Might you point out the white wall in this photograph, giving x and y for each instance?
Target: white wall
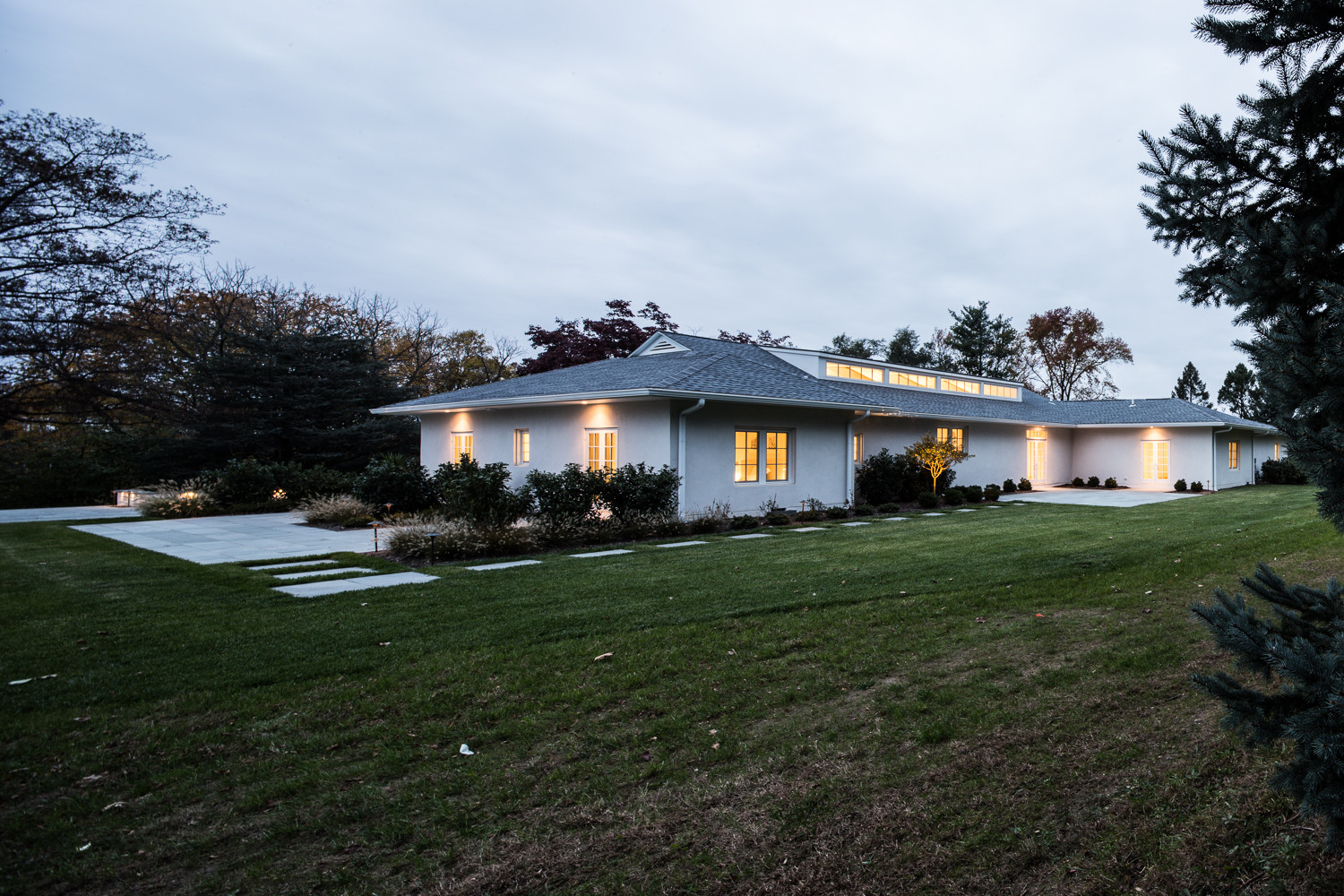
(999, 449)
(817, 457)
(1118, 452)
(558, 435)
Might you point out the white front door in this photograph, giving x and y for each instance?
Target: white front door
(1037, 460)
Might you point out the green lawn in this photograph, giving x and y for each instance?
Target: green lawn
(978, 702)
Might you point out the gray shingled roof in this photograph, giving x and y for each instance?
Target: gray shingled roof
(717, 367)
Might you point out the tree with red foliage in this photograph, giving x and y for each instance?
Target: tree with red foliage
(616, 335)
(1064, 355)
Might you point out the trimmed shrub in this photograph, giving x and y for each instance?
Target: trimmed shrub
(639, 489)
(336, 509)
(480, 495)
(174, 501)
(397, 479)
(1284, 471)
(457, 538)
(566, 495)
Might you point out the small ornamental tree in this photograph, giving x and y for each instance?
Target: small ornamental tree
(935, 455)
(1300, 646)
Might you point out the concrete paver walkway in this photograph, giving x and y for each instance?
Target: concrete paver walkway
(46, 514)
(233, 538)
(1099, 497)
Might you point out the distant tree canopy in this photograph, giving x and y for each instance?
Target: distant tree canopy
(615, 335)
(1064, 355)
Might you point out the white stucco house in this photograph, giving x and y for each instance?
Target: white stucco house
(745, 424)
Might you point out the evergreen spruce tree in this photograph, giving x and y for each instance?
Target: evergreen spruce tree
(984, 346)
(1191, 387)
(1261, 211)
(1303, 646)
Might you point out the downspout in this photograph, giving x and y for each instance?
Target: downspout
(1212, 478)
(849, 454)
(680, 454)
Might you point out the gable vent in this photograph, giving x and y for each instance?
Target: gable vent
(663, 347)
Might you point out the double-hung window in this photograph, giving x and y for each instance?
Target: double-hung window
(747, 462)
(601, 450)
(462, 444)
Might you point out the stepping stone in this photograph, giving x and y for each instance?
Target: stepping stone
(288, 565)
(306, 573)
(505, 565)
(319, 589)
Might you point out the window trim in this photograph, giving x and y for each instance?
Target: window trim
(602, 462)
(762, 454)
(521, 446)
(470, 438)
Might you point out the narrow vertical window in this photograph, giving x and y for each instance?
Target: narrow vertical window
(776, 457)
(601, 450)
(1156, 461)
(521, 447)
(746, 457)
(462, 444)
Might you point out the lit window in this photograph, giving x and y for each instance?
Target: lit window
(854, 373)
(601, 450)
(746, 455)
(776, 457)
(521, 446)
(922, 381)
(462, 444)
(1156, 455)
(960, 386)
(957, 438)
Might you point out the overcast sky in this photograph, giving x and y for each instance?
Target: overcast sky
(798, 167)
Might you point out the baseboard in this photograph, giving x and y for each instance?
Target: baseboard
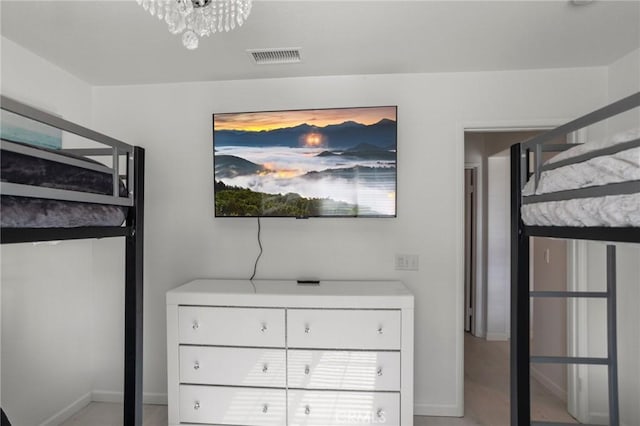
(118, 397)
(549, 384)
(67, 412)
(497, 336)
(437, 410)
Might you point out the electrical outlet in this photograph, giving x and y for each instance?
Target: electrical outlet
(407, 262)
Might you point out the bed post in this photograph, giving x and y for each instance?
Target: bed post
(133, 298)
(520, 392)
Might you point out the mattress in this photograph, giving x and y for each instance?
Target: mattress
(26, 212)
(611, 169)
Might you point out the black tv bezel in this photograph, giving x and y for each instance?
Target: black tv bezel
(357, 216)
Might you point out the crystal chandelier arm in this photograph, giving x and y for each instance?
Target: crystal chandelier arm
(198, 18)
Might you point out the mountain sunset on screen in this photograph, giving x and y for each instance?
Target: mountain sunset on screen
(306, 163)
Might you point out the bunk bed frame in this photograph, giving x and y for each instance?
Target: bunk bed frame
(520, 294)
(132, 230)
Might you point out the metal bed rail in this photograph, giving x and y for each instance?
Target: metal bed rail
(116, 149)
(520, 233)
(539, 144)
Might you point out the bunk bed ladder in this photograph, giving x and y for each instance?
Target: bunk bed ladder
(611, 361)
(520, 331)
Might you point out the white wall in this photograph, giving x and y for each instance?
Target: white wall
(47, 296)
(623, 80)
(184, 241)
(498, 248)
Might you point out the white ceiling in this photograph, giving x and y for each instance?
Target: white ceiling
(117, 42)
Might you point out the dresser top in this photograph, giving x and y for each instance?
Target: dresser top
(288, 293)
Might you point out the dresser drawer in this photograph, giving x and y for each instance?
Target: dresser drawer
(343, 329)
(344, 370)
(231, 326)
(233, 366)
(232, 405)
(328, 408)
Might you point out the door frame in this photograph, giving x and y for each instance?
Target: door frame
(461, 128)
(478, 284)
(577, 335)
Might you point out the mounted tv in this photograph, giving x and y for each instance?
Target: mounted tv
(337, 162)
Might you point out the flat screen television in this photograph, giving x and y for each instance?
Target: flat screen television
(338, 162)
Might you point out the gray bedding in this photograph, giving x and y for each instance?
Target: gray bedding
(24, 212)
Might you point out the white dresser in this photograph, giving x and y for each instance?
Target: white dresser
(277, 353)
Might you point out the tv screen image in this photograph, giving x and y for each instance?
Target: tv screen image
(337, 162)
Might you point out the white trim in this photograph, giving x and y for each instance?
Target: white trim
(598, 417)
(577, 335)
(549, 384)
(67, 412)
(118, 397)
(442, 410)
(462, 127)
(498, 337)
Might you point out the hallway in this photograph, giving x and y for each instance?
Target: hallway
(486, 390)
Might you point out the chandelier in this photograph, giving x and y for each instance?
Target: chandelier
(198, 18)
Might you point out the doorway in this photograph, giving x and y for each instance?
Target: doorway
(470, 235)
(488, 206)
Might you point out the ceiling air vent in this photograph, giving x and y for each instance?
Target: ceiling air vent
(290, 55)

**Short problem**
Transcribe all of the records above line for line, without altering any wording or figures, and omit the pictures from your transcription.

**Exercise response**
Might you point out the white wall in this photograph, giving x and y for each instance?
Target: white wall
(999, 449)
(817, 457)
(1118, 452)
(558, 435)
Might you point out the white front door in this photograph, giving x and y for each instance?
Target: white front door
(1037, 460)
Might you point out the green lawn in this photograph, giving x and y for each instance?
Target: green lawn
(978, 702)
Might you point out the gray shingled roof in this photograph, giving x and y for each instance?
Target: gray shingled roof
(717, 367)
Might you point out the tree with red foliage in this photograph, giving x and y for each instance?
Target: tree with red foliage
(616, 335)
(1064, 355)
Might you point out the trimmed shrub in this photograph, giving x and y for each instance?
Target: trimmed shrub
(639, 489)
(336, 509)
(480, 495)
(174, 501)
(397, 479)
(1284, 471)
(457, 538)
(566, 495)
Might you point out the small ornamental tree in this photograph, giving x and y for each instance?
Target: small ornamental tree
(935, 455)
(1300, 646)
Might you point out the concrete paver walkway in this photograph, giving x and y for each instance?
Target: concrete paver walkway
(46, 514)
(233, 538)
(1099, 497)
Might you point out the distant tree canopy in this photograph, giving x and y for each instance?
Target: distant tree canopy
(615, 335)
(1064, 355)
Might you point out the white stucco house in this photograph, giving x and y for each instance?
Target: white stucco house
(745, 424)
Might you point out the evergreen spruce tree in this photograph, giving x and y for each instance?
Target: evergreen spruce tree
(984, 346)
(1191, 387)
(1261, 211)
(1303, 646)
Might you point out the downspout in this photograph, giving x and y for each instance?
Target: downspout
(1212, 478)
(849, 454)
(680, 454)
Might you point out the gable vent in this photograph, giving x and y for each instance?
Target: gable vent
(663, 347)
Might you point out the double-hung window in this photograph, giving x and y for each instance?
Target: double-hung window
(747, 462)
(601, 450)
(462, 444)
Might you point out the stepping stone in this photograph, giving x and y for each instance?
Target: stepping stone
(288, 565)
(306, 573)
(505, 565)
(319, 589)
Might you point out the window trim in this photograph, giving x and y for each instance?
Target: window trim
(602, 462)
(762, 454)
(521, 446)
(470, 438)
Might you point out the narrow vertical window in this photograph, giving x and y for each instance?
Target: narrow vertical window
(776, 457)
(601, 450)
(1156, 461)
(521, 447)
(746, 457)
(462, 444)
Might you point out the lit window in this photograph, giving x and y for each instance?
Target: lit window
(854, 373)
(601, 450)
(746, 455)
(776, 457)
(521, 446)
(922, 381)
(462, 444)
(1156, 455)
(960, 386)
(957, 438)
Might you point out the overcast sky in this photograph, giving x and y for each instance?
Target: overcast sky
(798, 167)
Might you point out the baseboard in this photograph, giving x and y for each instance?
Target: baseboard
(118, 397)
(549, 384)
(67, 412)
(497, 336)
(437, 410)
Might you point out the electrical outlet in this photograph, giving x and y for each instance?
Target: electrical outlet
(407, 262)
Might you point out the bed post in this photograph, giving x and y for each instance?
Target: bed post
(133, 298)
(520, 392)
Might you point out the mattress in this photograph, giving x and y for each instance?
Target: mattress
(26, 212)
(611, 169)
Might you point out the black tv bezel in this photograph, giving x and y for each instance?
Target: black tv bezel
(357, 216)
Might you point out the crystal chandelier arm in this photograph, giving x and y for each instance?
Target: crystal chandelier arm
(198, 18)
Might you point out the mountain sunset on screen in this photograph, giving x and y for each instance?
Target: mountain sunset on screen
(306, 163)
Might you point out the bunk bed frame in this photograph, giving x and y for each instance?
Target: bunk bed frame
(520, 294)
(132, 230)
Might you point out the metal bed rail in this photograph, giving x and y for each instance?
Target: metal bed rail
(116, 149)
(520, 233)
(539, 144)
Might you point out the bunk bed ladder in this photograph, giving x and y for each instance?
Target: bunk bed ladder
(611, 361)
(520, 331)
Might you point out the white wall in this photograph, giving x and y for each instance?
Target: white wall
(47, 296)
(623, 80)
(184, 241)
(498, 248)
Might you point out the white ceiling in this photograph, giving x and y for each instance?
Target: white ceiling
(117, 42)
Might you point out the dresser top in this photograph, giving x and y for each instance?
Target: dresser top
(288, 293)
Might you point out the dresser drawer in this photograph, giving x and y for each instance?
Target: dresser drawer
(343, 329)
(344, 370)
(231, 326)
(233, 366)
(232, 405)
(328, 408)
Might you point out the door frame in this photograph, giving x and y for each instance?
Target: door frame
(461, 128)
(478, 284)
(577, 335)
Might you point out the mounted tv in this photograph, giving x and y for each instance?
Target: mounted tv
(337, 162)
Might you point out the flat screen television in this photograph, giving x and y for each instance?
Target: flat screen television
(338, 162)
Might you point out the gray bedding in this photograph, giving x and y for each instance?
Target: gray bedding
(24, 212)
Might you point out the white dresser in this photograph, giving x and y for each instance?
Target: white dresser
(277, 353)
Might you point out the tv screen image in this photograph, giving x and y for each instance?
Target: tv screen image
(337, 162)
Might you point out the white trim in this photograph, giving x and y for each instance?
Target: white trim
(598, 417)
(577, 335)
(549, 384)
(67, 412)
(118, 397)
(442, 410)
(462, 127)
(498, 337)
Might you point out the hallway in this photograph, giving x and y for each instance?
Target: hallway
(486, 390)
Might you point out the chandelier in this photograph, giving x and y for each instance?
Target: chandelier
(198, 18)
Might you point out the doorway in this photograph, giving x and y for each instance?
Target: doorway
(470, 235)
(488, 206)
Might you point out the ceiling air vent in this photograph, giving x and y for each instance?
Target: ceiling air vent
(290, 55)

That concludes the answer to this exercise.